Please extract the stretch from "Declaration of Trust" through "mistake of fact." in the plan text below, copying it word for word.

■ Text excerpt:
━━━━━━━━━━

Right to Discharge Employees

Neither the establishment of the Plan and Trust nor any modification thereof, nor the creation of any funds or accounts nor the payment of any benefit, shall be construed as giving any Participant, or any other person whomsoever, any legal or equitable right against the Employer, the Trustee, or the Committee unless the same shall be specifically provided for in this agreement or conferred by affirmative action of the Committee or the Employer in accordance with the terms and provisions of this agreement or as giving any Employee or Participant the right to be retained in the service of the Employer, and all Employees shall remain subject to discharge by the Employer to the same extent as if this Plan and Trust had never been adopted.

ARTICLE XVII

Return of Contributions;

Declaration of Trust Contingent

on Internal Revenue Service Approval

Contributions made hereto are conditioned on deductibility by the Employer under Section 404 of the Code, and such contributions may not be made under a mistake of fact.

Contributions may be returned to the Employer, in the amount involved, within one year of the mistaken payment of the contribution, or disallowance of a deduction, as the case may be.

 

53


This Plan and the Trust shall be contingent upon a favorable Internal Revenue Service ruling as to the initial acceptability under Section 401(a) of the Internal Revenue Code, as amended, and exemption from income taxation under Section 501(a) of the Internal Revenue Code. In the event that the Commissioner of Internal Revenue determines that the Plan is not initially qualified under the Internal Revenue Code, and if the Employer does not effect an amendment which will cure the defect, then this Plan and Trust will thereupon terminate and be of no further force or effect, and the Trustee shall forthwith return to the Employer the current value of all contributions made incident to that initial qualification by the Employer (plus income, less any fees or expenses allocable thereto) within one year after the date the initial qualification is denied, but only if the application for the qualification is made by the time prescribed by law for filing the Employer’s return for the taxable year in which the Plan is adopted, or such later date as the Secretary of the Treasury may prescribe.

ARTICLE XVIII

Rollover Contributions; Trust to Trust Transfers

A. Rollover Contributions To This Plan. Subject to such terms and conditions as may from time to time be established by the Committee, an Employee of the Employer, whether or not a Participant, may make a rollover contribution to the Plan, provided that the rollover contribution does not result in this Plan becoming a transferee plan as defined in Code Section 401(a) (11)(B)(iii)(III). If a rollover contribution is to be made to this Plan directly from another plan that is subject to the qualified joint and survivor annuity requirements, the proper participant waiver and required spousal consent to that waiver must be obtained by the other plan prior to the direct rollover contribution to this Plan. The Committee shall be provided evidence to its satisfaction that the distribution is an eligible rollover distribution as defined in Paragraph C.1. below.

━━━━━━━━━━

■ Entries provided:
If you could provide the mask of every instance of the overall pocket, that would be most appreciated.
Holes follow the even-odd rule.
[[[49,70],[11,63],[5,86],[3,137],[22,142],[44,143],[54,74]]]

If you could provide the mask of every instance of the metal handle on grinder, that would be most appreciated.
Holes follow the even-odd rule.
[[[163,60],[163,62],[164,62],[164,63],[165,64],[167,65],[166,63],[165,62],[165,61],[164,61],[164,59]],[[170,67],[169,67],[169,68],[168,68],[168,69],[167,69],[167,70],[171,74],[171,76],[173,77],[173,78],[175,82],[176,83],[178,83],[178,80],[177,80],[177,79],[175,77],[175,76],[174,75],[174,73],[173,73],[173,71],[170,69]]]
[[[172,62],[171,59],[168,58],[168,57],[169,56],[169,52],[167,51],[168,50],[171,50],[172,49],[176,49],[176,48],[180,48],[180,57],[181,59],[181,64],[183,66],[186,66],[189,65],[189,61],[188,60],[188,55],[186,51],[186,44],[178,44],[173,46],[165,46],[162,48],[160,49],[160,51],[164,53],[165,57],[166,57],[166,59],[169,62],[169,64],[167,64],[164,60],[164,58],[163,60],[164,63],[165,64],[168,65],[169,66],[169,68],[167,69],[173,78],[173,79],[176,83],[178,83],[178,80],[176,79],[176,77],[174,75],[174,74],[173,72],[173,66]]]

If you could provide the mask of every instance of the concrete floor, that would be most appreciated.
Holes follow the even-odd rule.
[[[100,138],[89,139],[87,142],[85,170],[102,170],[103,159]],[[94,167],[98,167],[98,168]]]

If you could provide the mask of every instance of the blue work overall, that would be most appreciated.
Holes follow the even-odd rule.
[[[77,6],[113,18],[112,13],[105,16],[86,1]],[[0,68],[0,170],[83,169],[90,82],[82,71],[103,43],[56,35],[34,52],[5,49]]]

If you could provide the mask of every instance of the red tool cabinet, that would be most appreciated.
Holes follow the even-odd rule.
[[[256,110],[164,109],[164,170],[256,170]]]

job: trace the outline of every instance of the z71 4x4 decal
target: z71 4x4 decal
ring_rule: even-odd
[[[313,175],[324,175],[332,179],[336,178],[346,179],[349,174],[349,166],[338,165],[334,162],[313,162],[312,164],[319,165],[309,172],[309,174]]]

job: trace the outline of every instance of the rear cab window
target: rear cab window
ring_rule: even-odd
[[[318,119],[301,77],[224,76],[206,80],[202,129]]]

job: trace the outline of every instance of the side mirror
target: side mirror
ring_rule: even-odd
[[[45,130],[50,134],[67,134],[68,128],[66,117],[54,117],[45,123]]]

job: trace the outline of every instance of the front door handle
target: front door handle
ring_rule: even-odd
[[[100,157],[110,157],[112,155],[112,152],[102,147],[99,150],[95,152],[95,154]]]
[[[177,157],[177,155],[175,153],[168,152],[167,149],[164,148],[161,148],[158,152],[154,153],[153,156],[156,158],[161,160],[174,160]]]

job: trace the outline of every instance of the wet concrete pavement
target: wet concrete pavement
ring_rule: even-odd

━━━━━━━━━━

■ Exercise output:
Declaration of Trust Contingent

on Internal Revenue Service Approval

Contributions made hereto are conditioned on deductibility by the Employer under Section 404 of the Code, and such contributions may not be made under a mistake of fact.